◆ **Exercise aim**: Select and copy out every line in the records containing "ceiling".

┌──

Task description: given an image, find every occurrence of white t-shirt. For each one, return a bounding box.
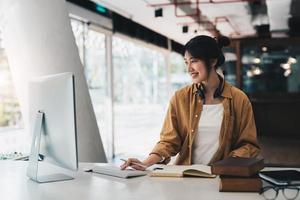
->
[192,103,224,165]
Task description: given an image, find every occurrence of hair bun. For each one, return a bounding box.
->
[217,36,230,48]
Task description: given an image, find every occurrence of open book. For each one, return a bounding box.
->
[149,164,216,178]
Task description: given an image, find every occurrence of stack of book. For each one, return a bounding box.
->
[211,157,264,192]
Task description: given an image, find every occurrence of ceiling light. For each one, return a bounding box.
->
[155,8,163,17]
[253,67,263,75]
[253,58,261,64]
[247,71,253,77]
[287,57,297,64]
[182,26,189,33]
[262,46,268,52]
[284,69,292,77]
[280,63,291,70]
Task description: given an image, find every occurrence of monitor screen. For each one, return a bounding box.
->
[27,72,78,182]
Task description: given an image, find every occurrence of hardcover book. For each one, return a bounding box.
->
[211,157,264,177]
[219,174,262,192]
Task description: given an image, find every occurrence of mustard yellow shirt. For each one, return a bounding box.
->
[151,81,261,165]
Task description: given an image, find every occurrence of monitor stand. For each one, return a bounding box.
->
[26,111,74,183]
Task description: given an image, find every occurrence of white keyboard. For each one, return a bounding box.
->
[92,164,149,179]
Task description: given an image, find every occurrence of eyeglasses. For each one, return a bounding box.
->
[260,185,300,200]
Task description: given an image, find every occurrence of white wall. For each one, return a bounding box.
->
[0,0,107,162]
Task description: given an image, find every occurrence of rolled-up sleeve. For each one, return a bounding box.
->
[229,100,261,158]
[150,94,182,164]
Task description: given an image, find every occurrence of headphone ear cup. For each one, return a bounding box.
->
[198,84,206,99]
[198,89,205,99]
[213,88,221,98]
[213,74,225,98]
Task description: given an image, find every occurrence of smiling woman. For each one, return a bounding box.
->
[121,35,261,171]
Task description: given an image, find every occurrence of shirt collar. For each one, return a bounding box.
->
[192,75,232,99]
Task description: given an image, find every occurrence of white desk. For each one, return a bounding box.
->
[0,161,296,200]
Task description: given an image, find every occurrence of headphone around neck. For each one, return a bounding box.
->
[196,74,224,101]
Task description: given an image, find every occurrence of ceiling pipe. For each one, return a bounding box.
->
[207,0,259,3]
[176,20,218,35]
[214,16,241,36]
[174,0,200,18]
[173,0,221,36]
[147,0,251,37]
[147,0,259,7]
[175,16,240,37]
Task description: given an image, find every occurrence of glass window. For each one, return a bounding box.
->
[223,48,237,86]
[242,45,300,93]
[70,19,85,64]
[0,32,24,132]
[71,19,109,154]
[170,52,190,92]
[112,36,168,158]
[84,29,109,153]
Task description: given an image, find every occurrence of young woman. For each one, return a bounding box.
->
[121,35,261,170]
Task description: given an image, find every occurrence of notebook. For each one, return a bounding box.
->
[259,170,300,186]
[149,164,216,178]
[91,164,149,178]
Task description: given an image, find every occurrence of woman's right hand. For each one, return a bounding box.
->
[120,158,148,171]
[120,154,163,171]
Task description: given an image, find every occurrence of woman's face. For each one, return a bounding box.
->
[184,51,207,84]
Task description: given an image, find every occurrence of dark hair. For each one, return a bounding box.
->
[184,35,230,73]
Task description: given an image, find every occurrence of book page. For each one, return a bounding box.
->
[186,165,213,174]
[149,164,213,177]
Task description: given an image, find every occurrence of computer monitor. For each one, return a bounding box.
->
[27,72,78,183]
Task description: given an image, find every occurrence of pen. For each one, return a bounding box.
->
[120,158,148,169]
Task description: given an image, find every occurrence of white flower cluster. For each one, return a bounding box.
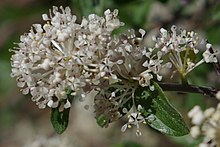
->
[154,25,218,76]
[188,104,220,147]
[11,6,165,109]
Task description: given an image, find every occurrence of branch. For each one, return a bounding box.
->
[158,82,218,97]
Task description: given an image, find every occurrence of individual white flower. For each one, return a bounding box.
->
[202,43,218,63]
[121,112,147,136]
[188,105,205,125]
[139,71,153,87]
[204,107,215,118]
[192,112,205,126]
[216,91,220,100]
[190,125,201,138]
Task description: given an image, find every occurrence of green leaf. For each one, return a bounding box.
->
[96,114,107,127]
[134,81,189,136]
[50,94,74,134]
[51,107,70,134]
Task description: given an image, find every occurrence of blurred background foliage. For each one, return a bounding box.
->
[0,0,220,146]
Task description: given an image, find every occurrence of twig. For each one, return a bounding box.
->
[158,82,218,97]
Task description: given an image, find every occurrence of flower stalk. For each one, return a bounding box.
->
[159,82,218,97]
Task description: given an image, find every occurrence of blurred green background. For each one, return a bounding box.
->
[0,0,220,146]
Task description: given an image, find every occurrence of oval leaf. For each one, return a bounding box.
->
[51,107,70,134]
[96,114,108,127]
[134,81,189,136]
[50,94,74,134]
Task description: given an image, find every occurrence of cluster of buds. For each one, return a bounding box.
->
[188,102,220,147]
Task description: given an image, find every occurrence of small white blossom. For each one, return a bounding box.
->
[190,125,201,138]
[203,51,217,63]
[121,112,147,136]
[202,43,218,63]
[188,105,205,125]
[204,107,215,118]
[216,91,220,100]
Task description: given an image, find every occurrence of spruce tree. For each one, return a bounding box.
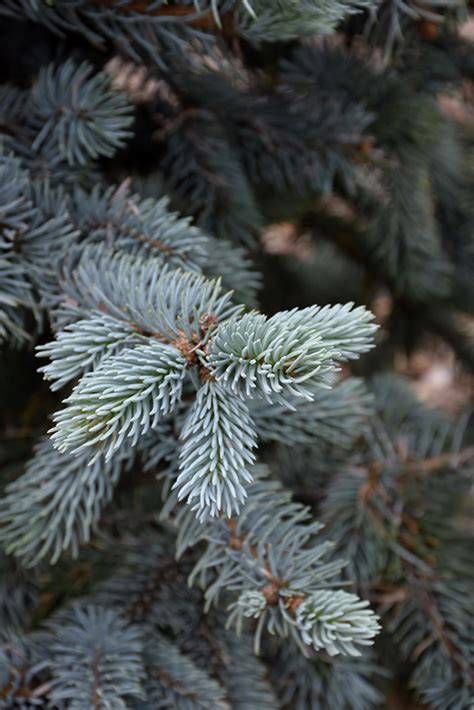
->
[0,1,473,708]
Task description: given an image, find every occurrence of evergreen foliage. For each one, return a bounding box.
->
[0,0,473,707]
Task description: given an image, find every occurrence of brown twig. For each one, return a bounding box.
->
[399,447,474,478]
[225,519,306,614]
[97,1,235,35]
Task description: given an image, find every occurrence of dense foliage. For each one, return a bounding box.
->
[0,1,473,708]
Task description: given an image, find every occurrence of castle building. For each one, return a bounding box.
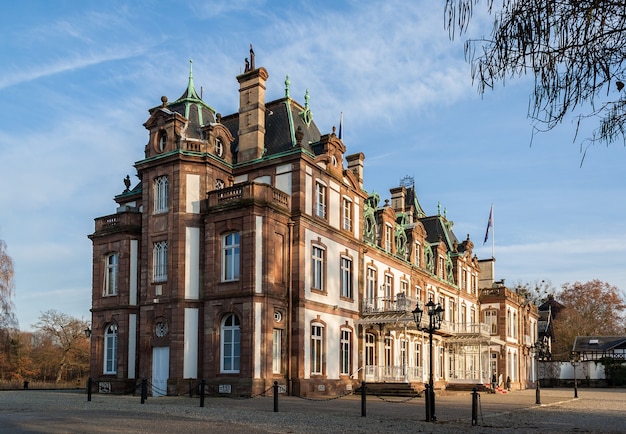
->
[88,49,538,396]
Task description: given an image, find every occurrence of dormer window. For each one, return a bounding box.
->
[158,131,167,152]
[215,138,224,157]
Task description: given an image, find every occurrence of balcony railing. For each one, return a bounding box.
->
[362,294,416,314]
[207,182,290,210]
[93,210,142,233]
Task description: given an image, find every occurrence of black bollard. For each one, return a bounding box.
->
[273,381,279,412]
[87,377,92,402]
[361,381,366,417]
[200,379,206,408]
[535,379,541,405]
[141,378,147,404]
[471,387,479,426]
[424,384,432,422]
[189,379,193,398]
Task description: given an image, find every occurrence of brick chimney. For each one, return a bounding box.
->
[346,153,364,188]
[236,64,269,163]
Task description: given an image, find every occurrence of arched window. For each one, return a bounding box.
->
[221,314,240,373]
[104,324,118,374]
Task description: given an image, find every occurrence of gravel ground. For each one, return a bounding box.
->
[1,387,625,433]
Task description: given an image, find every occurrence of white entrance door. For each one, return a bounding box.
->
[152,347,169,397]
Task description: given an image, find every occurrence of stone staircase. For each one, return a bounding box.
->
[355,382,422,397]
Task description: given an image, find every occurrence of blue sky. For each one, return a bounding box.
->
[1,1,625,330]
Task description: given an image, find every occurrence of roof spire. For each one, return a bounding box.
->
[285,75,291,98]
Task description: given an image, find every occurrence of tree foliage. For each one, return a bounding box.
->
[32,310,89,383]
[444,0,626,157]
[552,280,626,358]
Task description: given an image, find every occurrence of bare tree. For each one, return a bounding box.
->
[512,278,556,306]
[445,0,626,159]
[33,310,89,383]
[0,239,17,330]
[552,280,626,359]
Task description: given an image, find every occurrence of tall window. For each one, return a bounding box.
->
[485,309,498,334]
[311,245,325,291]
[342,198,352,231]
[383,274,393,309]
[153,241,168,282]
[104,324,118,374]
[385,224,393,252]
[507,309,512,337]
[384,337,393,368]
[222,232,240,281]
[365,333,375,366]
[272,329,282,374]
[221,314,240,373]
[153,176,169,213]
[340,256,353,299]
[105,253,118,296]
[366,267,377,302]
[414,242,421,267]
[311,324,324,375]
[340,329,351,375]
[315,182,327,218]
[414,341,421,367]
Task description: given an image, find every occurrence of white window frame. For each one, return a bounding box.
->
[222,232,240,282]
[315,181,327,218]
[340,256,353,299]
[340,329,351,375]
[414,341,421,367]
[311,245,325,291]
[365,333,375,366]
[485,309,498,334]
[153,176,169,213]
[366,267,377,301]
[311,324,324,375]
[272,329,282,374]
[105,253,118,296]
[385,224,392,252]
[104,324,118,374]
[342,197,352,231]
[221,314,240,373]
[153,241,168,282]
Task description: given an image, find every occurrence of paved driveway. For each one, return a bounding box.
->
[1,388,625,433]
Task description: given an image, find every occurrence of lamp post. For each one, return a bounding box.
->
[413,299,444,422]
[532,339,550,405]
[570,351,579,398]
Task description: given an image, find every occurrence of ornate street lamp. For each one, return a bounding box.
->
[413,299,445,422]
[532,339,551,405]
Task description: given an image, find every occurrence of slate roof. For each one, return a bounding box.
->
[572,336,626,353]
[221,97,322,160]
[419,215,460,251]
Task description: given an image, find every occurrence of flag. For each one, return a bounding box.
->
[338,112,343,140]
[483,204,493,244]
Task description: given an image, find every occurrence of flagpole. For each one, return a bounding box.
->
[491,203,494,259]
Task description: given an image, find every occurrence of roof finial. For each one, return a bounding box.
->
[249,44,255,70]
[285,75,291,98]
[183,59,200,100]
[304,90,310,109]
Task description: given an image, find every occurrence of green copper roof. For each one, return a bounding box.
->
[172,59,216,121]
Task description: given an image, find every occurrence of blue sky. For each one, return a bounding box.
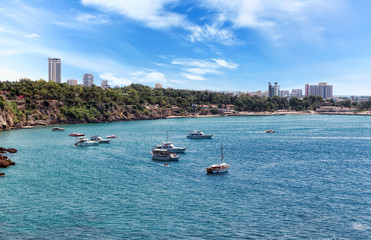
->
[0,0,370,95]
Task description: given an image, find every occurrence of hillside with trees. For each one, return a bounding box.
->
[0,79,369,130]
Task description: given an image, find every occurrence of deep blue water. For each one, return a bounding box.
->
[0,115,370,239]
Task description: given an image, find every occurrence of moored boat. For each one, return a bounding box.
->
[154,142,187,153]
[206,144,230,174]
[52,127,65,131]
[151,149,180,161]
[265,129,275,133]
[74,138,99,147]
[187,130,212,139]
[69,133,85,137]
[91,135,111,143]
[106,135,118,138]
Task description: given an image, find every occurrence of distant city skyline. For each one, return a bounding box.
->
[1,0,371,95]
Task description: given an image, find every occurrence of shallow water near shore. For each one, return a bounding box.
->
[0,115,370,239]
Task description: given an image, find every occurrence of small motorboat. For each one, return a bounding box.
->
[187,130,212,139]
[265,129,275,133]
[206,144,230,174]
[74,138,99,147]
[52,127,65,131]
[154,142,187,153]
[151,149,180,161]
[106,135,118,138]
[90,135,111,143]
[69,133,85,137]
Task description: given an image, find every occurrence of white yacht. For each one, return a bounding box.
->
[154,142,187,153]
[90,135,111,143]
[75,138,99,147]
[187,130,212,139]
[151,149,180,161]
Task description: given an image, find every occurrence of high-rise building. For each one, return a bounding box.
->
[101,80,110,89]
[67,79,77,86]
[305,82,333,99]
[155,83,163,88]
[280,90,290,98]
[291,89,303,98]
[48,58,61,83]
[268,82,280,97]
[83,73,94,87]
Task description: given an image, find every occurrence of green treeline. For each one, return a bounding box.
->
[0,79,369,123]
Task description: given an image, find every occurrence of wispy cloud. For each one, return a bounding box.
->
[130,71,168,83]
[180,73,205,81]
[75,13,109,24]
[99,73,132,86]
[81,0,186,29]
[187,24,237,45]
[25,33,40,39]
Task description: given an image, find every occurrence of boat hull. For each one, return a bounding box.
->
[75,142,99,147]
[187,135,212,139]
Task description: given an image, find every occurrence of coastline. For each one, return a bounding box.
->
[1,110,370,132]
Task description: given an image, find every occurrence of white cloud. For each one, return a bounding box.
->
[76,13,109,24]
[187,24,237,45]
[25,33,40,39]
[172,58,238,70]
[100,73,132,86]
[81,0,187,29]
[131,71,168,83]
[186,68,219,75]
[181,73,205,81]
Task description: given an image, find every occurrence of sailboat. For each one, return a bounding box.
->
[206,144,230,174]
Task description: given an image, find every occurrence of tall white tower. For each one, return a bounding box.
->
[48,58,61,83]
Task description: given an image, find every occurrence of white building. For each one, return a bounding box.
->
[83,73,94,87]
[101,80,110,89]
[67,79,77,86]
[48,58,61,83]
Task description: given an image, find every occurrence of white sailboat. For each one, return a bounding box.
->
[206,144,230,174]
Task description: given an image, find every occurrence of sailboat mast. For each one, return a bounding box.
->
[221,143,223,163]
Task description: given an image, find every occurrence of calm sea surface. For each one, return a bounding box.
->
[0,115,370,239]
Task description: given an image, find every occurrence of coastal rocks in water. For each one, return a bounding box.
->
[6,148,17,153]
[0,172,5,177]
[0,147,17,168]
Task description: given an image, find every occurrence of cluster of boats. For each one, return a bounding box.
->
[151,130,230,174]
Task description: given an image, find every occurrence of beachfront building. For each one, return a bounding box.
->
[48,58,61,83]
[268,82,280,97]
[280,90,290,98]
[305,82,333,99]
[155,83,162,88]
[101,80,110,89]
[67,79,77,86]
[83,73,94,87]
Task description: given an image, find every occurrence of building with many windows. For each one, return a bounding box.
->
[291,89,303,98]
[155,83,163,88]
[101,80,110,89]
[48,58,61,83]
[83,73,94,87]
[268,82,280,97]
[67,79,77,86]
[305,82,333,99]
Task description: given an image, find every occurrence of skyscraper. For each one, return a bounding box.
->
[83,73,94,87]
[305,82,333,99]
[268,82,280,97]
[48,58,61,83]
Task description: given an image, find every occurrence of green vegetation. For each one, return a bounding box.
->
[0,79,370,125]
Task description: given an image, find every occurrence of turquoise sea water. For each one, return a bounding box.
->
[0,115,370,239]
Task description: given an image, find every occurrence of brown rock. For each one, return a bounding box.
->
[0,172,5,177]
[6,148,17,153]
[8,159,15,165]
[0,159,10,168]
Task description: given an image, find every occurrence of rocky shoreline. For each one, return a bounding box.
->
[0,147,17,177]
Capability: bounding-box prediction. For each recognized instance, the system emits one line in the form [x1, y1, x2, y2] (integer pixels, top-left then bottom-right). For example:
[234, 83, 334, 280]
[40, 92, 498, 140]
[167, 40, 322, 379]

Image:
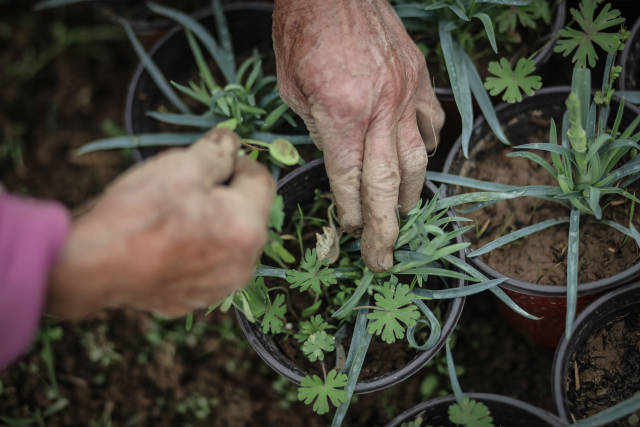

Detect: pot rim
[236, 158, 465, 394]
[551, 281, 640, 423]
[439, 85, 640, 297]
[619, 17, 640, 92]
[434, 0, 567, 98]
[123, 2, 275, 163]
[385, 392, 566, 427]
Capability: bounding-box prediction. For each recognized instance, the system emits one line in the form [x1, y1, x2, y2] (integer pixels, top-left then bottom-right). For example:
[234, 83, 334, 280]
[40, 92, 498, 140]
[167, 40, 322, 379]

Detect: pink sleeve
[0, 193, 71, 370]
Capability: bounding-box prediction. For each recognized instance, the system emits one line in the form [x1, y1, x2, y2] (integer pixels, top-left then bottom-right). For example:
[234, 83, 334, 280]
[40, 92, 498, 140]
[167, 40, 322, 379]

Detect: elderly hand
[47, 128, 275, 319]
[273, 0, 444, 272]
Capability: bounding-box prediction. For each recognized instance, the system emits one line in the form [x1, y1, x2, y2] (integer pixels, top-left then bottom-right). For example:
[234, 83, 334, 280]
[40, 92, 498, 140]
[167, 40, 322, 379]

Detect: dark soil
[2, 2, 633, 426]
[565, 313, 640, 425]
[448, 111, 640, 285]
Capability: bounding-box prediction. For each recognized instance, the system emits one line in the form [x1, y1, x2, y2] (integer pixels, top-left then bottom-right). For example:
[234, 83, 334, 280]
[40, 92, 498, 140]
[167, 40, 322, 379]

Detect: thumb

└──

◆ **Answer for this exercise**:
Task description: given an image, find every occurrence of ceiling light. For each one, return a bounding box.
Task description: given an image, find every occurrence of ceiling pipe. For each one, return a bounding box.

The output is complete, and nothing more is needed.